## What is being asked
Write out the full Colorado political extremism roundup below word for word, without any changes.

## Document extract
=== Begin Enclosure ===

As part of our weekly roundup of articles about political extremism in Colorado, the Colorado Times Recorder is featuring Ari Armstrong’s write-up on Jared Polis’s support for Robert F. Kennedy Jr.’s nomination lead the Department of Health and Human Services — despite Kennedy’s history of promoting vaccine conspiracy theories. On the docket this week, we have Erik Maulbetsch’s reporting on Dave Williams appearing at a fundraiser with a trio who continue to deny the results of the 2020 election and Logan Davis’s reflection on the Christian Nationalist background of Trump’s nominee to lead the Department of Defense. Alslo included is Westword’s Hannah Metzger on Rep. Brianna Titone, an openly transgender lawmaker, who says she had to leave her name off a bill supporting same-sex marriage to get Republican support in the state Senate.
Polis, RFK, and Health-Related Conspiracy Mongering
Colorado Governor Jared Polis raised eyebrows this week with his praise of Trump’s nominee to lead the Department of Health and Human Services. Robert F. Kennedy Jr. Kennedy, who ran an independent campaign for the presidency before he ultimately endorsed Trump, is a well-documented vaccine skeptic. Kennedy has promoted anti-vaccine propaganda in places like Samoa prompting a decrease in vaccine use that led to a deadly measles epidemic in the country.
Colorado GOP Chair Joining Election Deniers for Party Fundraiser
Colorado GOP Chair Dave Williams continues his streak of election denialism as he headlined an event this week with three other election conspiracists, including podcaster Joe Oltmann.

=== End Enclosure ===

## Records in a dataset
=== Begin Enclosure ===

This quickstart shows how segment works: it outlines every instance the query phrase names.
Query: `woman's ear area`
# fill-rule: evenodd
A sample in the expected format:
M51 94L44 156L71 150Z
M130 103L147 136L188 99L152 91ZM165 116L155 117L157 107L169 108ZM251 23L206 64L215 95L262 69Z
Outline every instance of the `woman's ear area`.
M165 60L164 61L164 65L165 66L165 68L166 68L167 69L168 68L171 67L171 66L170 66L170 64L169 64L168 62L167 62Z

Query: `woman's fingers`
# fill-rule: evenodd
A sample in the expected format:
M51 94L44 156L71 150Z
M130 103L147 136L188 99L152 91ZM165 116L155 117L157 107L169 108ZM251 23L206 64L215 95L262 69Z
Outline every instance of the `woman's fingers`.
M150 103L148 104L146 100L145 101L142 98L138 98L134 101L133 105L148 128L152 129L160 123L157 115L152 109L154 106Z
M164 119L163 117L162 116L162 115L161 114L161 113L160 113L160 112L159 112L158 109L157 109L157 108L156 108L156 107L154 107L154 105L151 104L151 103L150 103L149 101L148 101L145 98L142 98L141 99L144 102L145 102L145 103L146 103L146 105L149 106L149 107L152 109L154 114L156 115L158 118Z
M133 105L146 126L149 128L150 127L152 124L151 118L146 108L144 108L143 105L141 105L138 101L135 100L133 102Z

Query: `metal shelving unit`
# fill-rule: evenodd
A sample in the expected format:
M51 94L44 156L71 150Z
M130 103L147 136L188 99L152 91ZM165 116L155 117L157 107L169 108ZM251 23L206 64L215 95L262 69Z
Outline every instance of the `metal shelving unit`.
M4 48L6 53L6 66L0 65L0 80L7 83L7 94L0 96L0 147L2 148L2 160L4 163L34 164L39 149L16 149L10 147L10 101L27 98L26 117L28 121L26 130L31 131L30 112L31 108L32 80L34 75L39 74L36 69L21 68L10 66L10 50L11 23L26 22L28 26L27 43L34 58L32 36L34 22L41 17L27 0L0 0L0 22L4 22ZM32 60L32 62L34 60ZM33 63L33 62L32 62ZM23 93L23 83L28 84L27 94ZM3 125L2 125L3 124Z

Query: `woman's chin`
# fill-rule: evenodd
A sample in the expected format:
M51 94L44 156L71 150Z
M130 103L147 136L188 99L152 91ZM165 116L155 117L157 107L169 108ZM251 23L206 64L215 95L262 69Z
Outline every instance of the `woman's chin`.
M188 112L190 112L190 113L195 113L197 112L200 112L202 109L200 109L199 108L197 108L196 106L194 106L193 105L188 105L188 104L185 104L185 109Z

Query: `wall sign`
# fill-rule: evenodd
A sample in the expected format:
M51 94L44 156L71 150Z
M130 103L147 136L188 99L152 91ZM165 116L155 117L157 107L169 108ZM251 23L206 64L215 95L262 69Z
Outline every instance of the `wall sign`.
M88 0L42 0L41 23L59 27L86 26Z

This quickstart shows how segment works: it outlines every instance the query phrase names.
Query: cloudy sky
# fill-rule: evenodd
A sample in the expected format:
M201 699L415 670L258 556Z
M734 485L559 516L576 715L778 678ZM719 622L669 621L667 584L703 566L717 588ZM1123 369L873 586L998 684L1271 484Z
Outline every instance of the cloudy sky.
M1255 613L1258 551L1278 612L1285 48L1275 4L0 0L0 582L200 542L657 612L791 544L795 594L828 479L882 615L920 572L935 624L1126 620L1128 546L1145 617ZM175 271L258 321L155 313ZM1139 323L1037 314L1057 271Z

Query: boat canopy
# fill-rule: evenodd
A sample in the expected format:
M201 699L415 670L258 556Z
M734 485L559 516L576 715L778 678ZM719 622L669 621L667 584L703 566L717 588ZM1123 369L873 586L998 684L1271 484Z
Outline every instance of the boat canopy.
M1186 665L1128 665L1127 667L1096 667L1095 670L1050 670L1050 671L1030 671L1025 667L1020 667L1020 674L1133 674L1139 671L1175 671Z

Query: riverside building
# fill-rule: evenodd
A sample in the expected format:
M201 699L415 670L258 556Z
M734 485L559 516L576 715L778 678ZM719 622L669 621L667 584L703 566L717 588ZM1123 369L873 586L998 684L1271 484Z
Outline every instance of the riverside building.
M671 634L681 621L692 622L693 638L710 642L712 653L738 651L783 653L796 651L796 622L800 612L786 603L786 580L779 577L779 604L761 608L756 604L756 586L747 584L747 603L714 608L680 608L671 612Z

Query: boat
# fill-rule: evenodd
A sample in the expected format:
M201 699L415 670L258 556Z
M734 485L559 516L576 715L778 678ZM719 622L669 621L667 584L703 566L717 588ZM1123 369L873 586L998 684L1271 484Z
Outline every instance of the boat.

=== End Enclosure ===

## Answer to this task
As part of our weekly roundup of articles about political extremism in Colorado, the Colorado Times Recorder is featuring Ari Armstrong’s write-up on Jared Polis’s support for Robert F. Kennedy Jr.’s nomination lead the Department of Health and Human Services — despite Kennedy’s history of promoting vaccine conspiracy theories. On the docket this week, we have Erik Maulbetsch’s reporting on Dave Williams appearing at a fundraiser with a trio who continue to deny the results of the 2020 election and Logan Davis’s reflection on the Christian Nationalist background of Trump’s nominee to lead the Department of Defense. Alslo included is Westword’s Hannah Metzger on Rep. Brianna Titone, an openly transgender lawmaker, who says she had to leave her name off a bill supporting same-sex marriage to get Republican support in the state Senate.
Polis, RFK, and Health-Related Conspiracy Mongering
Colorado Governor Jared Polis raised eyebrows this week with his praise of Trump’s nominee to lead the Department of Health and Human Services. Robert F. Kennedy Jr. Kennedy, who ran an independent campaign for the presidency before he ultimately endorsed Trump, is a well-documented vaccine skeptic. Kennedy has promoted anti-vaccine propaganda in places like Samoa prompting a decrease in vaccine use that led to a deadly measles epidemic in the country.
Colorado GOP Chair Joining Election Deniers for Party Fundraiser
Colorado GOP Chair Dave Williams continues his streak of election denialism as he headlined an event this week with three other election conspiracists, including podcaster Joe Oltmann.